--- Records for the exercise ---
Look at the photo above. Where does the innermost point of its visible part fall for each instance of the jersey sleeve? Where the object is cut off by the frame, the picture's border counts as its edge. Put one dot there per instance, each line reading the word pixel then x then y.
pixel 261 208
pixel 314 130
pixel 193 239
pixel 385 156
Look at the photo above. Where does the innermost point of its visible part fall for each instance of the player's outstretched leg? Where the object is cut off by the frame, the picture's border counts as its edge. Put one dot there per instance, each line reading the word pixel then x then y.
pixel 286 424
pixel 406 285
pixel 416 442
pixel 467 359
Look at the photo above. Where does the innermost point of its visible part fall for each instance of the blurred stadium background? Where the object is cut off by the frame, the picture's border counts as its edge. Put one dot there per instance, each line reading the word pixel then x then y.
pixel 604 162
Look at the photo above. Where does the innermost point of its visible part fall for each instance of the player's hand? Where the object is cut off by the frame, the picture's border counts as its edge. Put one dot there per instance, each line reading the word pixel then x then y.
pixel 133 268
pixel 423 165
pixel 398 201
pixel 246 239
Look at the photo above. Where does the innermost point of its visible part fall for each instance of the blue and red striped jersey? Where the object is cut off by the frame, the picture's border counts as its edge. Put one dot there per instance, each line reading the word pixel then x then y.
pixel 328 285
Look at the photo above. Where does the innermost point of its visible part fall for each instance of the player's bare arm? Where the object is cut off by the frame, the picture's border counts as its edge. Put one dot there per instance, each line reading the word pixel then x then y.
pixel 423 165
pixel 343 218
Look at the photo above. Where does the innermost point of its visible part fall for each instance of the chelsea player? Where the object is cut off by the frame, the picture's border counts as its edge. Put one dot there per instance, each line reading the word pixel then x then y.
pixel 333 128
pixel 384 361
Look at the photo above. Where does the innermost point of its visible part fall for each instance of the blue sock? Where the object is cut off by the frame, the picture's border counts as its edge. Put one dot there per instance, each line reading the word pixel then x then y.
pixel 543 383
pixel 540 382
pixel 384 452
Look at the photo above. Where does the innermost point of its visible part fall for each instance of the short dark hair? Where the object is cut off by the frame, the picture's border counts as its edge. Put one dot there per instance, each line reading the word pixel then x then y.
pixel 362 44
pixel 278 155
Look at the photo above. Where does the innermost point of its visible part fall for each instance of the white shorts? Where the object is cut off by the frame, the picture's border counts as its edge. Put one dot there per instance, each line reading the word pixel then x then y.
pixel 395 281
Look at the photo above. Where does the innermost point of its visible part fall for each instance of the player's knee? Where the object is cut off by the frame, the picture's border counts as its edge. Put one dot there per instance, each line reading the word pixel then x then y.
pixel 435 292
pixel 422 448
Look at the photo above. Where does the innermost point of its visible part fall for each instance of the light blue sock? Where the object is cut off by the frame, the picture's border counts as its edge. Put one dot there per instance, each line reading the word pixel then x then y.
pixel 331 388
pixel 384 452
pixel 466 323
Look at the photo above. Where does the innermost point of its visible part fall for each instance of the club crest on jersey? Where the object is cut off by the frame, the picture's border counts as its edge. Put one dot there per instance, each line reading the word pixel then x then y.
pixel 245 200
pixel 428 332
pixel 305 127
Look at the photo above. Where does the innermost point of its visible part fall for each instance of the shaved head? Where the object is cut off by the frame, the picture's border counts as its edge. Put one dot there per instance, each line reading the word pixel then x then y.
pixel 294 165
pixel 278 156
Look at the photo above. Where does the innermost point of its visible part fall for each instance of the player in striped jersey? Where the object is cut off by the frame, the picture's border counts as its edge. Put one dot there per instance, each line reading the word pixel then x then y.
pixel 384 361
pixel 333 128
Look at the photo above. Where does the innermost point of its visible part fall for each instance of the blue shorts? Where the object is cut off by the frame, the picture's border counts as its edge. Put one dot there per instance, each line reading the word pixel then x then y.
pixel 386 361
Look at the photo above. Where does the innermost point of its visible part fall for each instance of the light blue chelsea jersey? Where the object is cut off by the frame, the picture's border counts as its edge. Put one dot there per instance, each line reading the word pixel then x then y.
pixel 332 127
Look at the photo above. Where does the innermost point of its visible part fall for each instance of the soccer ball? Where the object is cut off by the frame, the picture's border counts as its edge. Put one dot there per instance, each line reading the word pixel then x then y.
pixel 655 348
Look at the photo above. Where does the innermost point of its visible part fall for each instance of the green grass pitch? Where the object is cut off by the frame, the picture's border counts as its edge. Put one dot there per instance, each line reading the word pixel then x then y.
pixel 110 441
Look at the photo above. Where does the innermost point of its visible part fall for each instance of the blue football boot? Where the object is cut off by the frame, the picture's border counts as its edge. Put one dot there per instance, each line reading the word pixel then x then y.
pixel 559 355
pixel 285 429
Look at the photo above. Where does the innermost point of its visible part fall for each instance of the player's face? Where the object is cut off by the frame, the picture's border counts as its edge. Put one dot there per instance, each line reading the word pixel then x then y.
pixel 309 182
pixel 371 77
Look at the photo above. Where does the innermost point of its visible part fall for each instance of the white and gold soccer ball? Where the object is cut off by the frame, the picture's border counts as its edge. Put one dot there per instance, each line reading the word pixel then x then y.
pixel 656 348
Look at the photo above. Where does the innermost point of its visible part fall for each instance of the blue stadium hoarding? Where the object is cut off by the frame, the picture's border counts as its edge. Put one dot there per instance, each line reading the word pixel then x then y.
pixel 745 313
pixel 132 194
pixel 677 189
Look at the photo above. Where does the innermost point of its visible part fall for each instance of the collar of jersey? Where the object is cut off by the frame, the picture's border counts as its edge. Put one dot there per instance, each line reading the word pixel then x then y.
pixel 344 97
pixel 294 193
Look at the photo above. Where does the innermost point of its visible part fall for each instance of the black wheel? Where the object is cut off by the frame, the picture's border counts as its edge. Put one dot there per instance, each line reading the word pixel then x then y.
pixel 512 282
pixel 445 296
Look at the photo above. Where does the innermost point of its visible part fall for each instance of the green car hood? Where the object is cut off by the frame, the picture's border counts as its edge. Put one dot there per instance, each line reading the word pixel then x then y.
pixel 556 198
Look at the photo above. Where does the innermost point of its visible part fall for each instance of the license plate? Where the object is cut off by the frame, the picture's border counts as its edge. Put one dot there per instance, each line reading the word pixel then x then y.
---
Return every line of the listing above verbatim, from the first line to the last, with nothing altered.

**Response to this task**.
Look at the photo above. Where does the innermost point of its visible part fall for each instance of the jersey sleeve? Where the object is cut off by the frame, the picture's border counts as its edge. Put one dot there per instance, each line reading the word pixel then x then y.
pixel 261 208
pixel 314 130
pixel 193 239
pixel 385 156
Look at the photo above. Where does the innermost point of its visible part fall for each instance of the player's outstretched leg? Where the object is cut off by the frame, the picture's border counts as its edge. Put one dot there per instance, each line reading the word pixel then x then y.
pixel 286 424
pixel 406 285
pixel 416 442
pixel 467 359
Look at the photo above. Where does the innermost point of its visible part fall for each instance of the blurred stadium background? Where the object is cut off by the frame, the picture's border counts as its edge. Put one dot there per instance, each line reading the word pixel then x then y.
pixel 604 162
Look at the photo above. Where does the innermost point of its visible part fall for each instance of the player's hand? Where the object is cut off by the frame, the picture's border counts as its edge. Put one dot there per instance, each line reading the word pixel then x then y.
pixel 133 268
pixel 423 165
pixel 398 201
pixel 246 239
Look at the photo above. Where does the innermost point of its visible part fall for each instance of the blue and red striped jersey? Where the object is cut off by the frame, the picture's border counts as its edge. Put one dot there per instance, each line reading the word pixel then x then y.
pixel 328 285
Look at the photo above. Where does the innermost point of its visible part fall for each instance of the player's bare arm? Where the object is cut off by the frame, the picture's border counts as its edge. Put one dot there per instance, each line reading the word pixel then x then y.
pixel 423 165
pixel 343 218
Look at the photo above. Where does the innermost point of its visible part fall for each instance of the chelsea player? Where the object is cut off by the frame, the picture's border counts as its edge. Put one dot there per instance, each line reading the word pixel then x then y.
pixel 333 128
pixel 384 361
Look at the photo above. Where does the innermost point of its visible part fall for each instance of the blue sock? Where the object is cut off by the frame, the picture's border counts as its edge. Put one dot there per instance, each line reading the word pixel then x then y.
pixel 543 383
pixel 540 382
pixel 384 452
Look at the photo above. Where does the innermost point of its visible part fall for each instance of the short dark hair? Where the object is cut off by the frame, the picture's border counts as its edge. Put one dot there per instance, each line reading the word pixel then x then y.
pixel 362 44
pixel 278 155
Look at the photo above. Where does the innermost point of its visible part fall for each instance of the white shorts? Where the object is cut off by the frame, the picture's border counts as its edge. Put one dot there per instance, each line reading the word pixel then x then y.
pixel 395 281
Look at the photo above. Where does the innermost point of its visible part fall for each instance of the player's knee? Where the object is cut off by the frame, the picture's border counts as its edge. Put one dot there per instance, each line reading the word pixel then x then y.
pixel 435 292
pixel 422 448
Look at the photo above. Where does the innermost point of its visible part fall for each instance of the light blue sock? Where the object is cut off by the frame, the picture's border counts as its edge. Put one dot there per instance, each line reading the word pixel then x then y.
pixel 331 388
pixel 384 452
pixel 466 323
Look at the photo above. Where does the innermost point of its visible part fall for each instance of the club crest on jersey? Where the object is cut off by the frame, the picture's border counts as its edge. Put one dot there per instance, each line reading the word pixel then x then y.
pixel 245 200
pixel 428 332
pixel 305 127
Look at the photo above. Where does the innermost point of its visible part fall for each instance of the shaved head? Where the object is cut off by the frame, the picture's border counts as its edge. Put one dot there per instance, each line reading the word pixel then x then y.
pixel 294 165
pixel 278 156
Look at the photo above. Where does the innermost point of its visible part fall for each instance of the player in striped jersey? Where the object is cut off by the frame, the picture's border counts as its edge. Put one dot there per instance, each line reading the word pixel then x then y.
pixel 384 361
pixel 333 128
Look at the photo above. Where does the innermost point of its visible part fall for each instance of the blue shorts? Where the object is cut off by the frame, the picture's border counts as its edge. Put one dot there per instance, each line reading the word pixel then x then y.
pixel 386 361
Look at the photo above. Where does the innermost point of its visible part fall for each instance of the light blue chelsea jersey? Where the object is cut off by the frame, the picture's border counts as its edge. Put one dot there per instance, each line reading the word pixel then x then y.
pixel 332 127
Look at the photo above. Where does the innermost point of its visible part fall for each instance of the soccer ball? Where the object is cut off by the frame, the picture's border counts as its edge. Put one dot there per instance, each line reading the word pixel then x then y.
pixel 655 348
Look at the photo above. Where does the innermost point of its visible part fall for each instance of the green grass pitch? Where the object is cut off by the frame, the picture's border counts as its edge. Put one dot there per instance, each line reading the word pixel then x then y.
pixel 110 441
Look at the photo above. Where does the innermost point of its visible part fall for each instance of the blue football boot? Where the object is cut off by the frame, the picture's border counts as its edge. Put one dot there per instance, each line reading the word pixel then x then y.
pixel 559 355
pixel 285 429
Look at the photo above. Where does the innermost point of its visible part fall for each instance of the player's face? Where the object is cut off by the frame, the picture's border counts as its edge. Put one dot there per instance, each line reading the word pixel then x then y.
pixel 309 182
pixel 371 77
Look at the photo above. Where does the innermost point of its visible part fall for each instance of the white and gold soccer ball? Where the object is cut off by the frame, the picture's border counts as its edge. Put one dot there per instance, each line reading the word pixel then x then y.
pixel 656 348
Look at the photo above. Where does the innermost point of its visible part fall for each instance of the blue stadium hoarding? Where the object is cut off by the frame, the picture's border counts as its edge. Put one dot there per instance, each line reading the word pixel then x then y.
pixel 745 313
pixel 132 194
pixel 677 189
Look at the photo above. Where does the innermost point of its visible part fall for each instance of the collar of jersey? Where the object is cut off by the frame, the picture's border counts as its edge. Put one dot there per instance, each line reading the word pixel then x then y.
pixel 344 97
pixel 294 193
Look at the photo above. Where does the innermost point of its visible part fall for each instance of the black wheel? Where the object is cut off by the frame, the picture's border counts as its edge. Put one dot there per instance, each line reading the word pixel then x then y.
pixel 512 282
pixel 445 296
Look at the photo above. Where does the innermost point of its visible part fall for each instance of the green car hood? Where the object is cut off by the frame, the picture's border counts as its edge. Put one dot there per instance, each line reading the word pixel then x then y.
pixel 556 198
Look at the photo above. Where does the innermost point of its visible part fall for each instance of the license plate? Where the object is cut off by the frame, the picture's border counts as its edge. Put one dot there per instance, each line reading the word pixel then x then y.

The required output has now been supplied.